> _ASSIGNED TASK_: Your answer should consist of each line below that includes the word "moss".

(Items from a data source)
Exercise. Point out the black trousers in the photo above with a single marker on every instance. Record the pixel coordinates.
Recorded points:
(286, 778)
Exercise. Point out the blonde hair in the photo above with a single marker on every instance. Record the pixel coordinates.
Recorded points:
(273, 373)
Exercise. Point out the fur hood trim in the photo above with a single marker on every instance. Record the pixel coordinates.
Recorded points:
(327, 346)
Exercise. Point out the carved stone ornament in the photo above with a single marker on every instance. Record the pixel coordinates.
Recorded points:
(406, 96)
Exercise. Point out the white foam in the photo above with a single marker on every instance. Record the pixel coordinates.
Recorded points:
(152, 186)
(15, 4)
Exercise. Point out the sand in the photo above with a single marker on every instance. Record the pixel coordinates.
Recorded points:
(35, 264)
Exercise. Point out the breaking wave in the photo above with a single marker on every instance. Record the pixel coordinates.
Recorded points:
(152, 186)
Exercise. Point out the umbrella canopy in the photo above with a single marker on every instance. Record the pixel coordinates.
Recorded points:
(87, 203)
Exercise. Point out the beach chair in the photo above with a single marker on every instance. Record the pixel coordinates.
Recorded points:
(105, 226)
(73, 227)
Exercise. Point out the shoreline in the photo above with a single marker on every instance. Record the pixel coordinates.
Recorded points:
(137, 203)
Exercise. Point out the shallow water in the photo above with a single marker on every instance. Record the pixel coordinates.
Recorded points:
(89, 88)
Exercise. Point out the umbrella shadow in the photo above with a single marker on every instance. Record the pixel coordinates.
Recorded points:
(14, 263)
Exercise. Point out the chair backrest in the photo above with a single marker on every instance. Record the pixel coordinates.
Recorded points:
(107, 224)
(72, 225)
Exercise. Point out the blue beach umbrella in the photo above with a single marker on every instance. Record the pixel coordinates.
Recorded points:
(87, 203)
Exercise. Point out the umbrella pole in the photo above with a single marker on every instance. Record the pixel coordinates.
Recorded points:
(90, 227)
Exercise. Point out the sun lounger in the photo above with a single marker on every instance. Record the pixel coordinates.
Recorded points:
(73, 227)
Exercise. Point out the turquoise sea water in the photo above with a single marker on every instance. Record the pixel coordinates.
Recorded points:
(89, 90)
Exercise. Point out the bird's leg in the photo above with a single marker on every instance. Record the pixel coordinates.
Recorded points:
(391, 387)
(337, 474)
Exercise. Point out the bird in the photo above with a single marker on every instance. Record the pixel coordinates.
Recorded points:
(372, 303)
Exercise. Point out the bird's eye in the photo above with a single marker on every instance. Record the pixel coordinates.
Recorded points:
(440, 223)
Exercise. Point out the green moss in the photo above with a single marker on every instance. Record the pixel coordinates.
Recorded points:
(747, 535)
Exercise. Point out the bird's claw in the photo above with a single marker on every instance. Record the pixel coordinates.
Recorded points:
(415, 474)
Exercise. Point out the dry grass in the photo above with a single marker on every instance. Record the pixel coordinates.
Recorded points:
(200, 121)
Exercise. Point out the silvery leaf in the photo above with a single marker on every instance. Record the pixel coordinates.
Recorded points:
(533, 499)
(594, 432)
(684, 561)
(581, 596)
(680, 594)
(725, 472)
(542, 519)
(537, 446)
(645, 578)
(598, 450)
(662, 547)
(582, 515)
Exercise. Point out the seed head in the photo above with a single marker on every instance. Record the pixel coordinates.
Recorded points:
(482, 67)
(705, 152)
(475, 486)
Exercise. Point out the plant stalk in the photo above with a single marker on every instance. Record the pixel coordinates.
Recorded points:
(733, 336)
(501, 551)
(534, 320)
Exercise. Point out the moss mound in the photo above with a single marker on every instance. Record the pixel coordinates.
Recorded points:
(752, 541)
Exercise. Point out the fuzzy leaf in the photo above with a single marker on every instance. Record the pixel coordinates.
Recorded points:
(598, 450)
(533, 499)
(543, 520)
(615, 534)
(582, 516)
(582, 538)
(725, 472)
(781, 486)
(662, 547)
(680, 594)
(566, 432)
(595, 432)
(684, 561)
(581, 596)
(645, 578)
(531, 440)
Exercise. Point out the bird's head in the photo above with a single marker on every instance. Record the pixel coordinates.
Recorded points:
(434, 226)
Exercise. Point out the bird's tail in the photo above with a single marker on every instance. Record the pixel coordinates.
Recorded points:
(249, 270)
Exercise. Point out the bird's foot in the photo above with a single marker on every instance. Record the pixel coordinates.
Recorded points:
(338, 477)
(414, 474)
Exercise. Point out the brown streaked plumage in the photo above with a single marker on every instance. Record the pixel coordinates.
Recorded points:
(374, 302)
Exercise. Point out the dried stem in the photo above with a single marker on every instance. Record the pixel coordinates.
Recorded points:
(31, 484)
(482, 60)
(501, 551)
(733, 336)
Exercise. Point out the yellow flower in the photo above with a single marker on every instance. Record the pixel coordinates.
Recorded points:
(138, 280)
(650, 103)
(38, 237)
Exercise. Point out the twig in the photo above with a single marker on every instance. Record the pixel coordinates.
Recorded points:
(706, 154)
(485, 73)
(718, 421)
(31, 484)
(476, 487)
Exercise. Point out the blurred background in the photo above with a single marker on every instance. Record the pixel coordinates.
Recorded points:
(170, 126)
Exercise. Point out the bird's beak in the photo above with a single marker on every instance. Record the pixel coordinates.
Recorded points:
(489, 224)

> _RESPONSE TO THIS EXERCISE_:
Exercise. Point out the green moss in the photo above with a single marker on every instance. Record the pixel coordinates.
Exercise. Point out the moss mound in the photo above with a single marker on every instance. Record the pixel coordinates.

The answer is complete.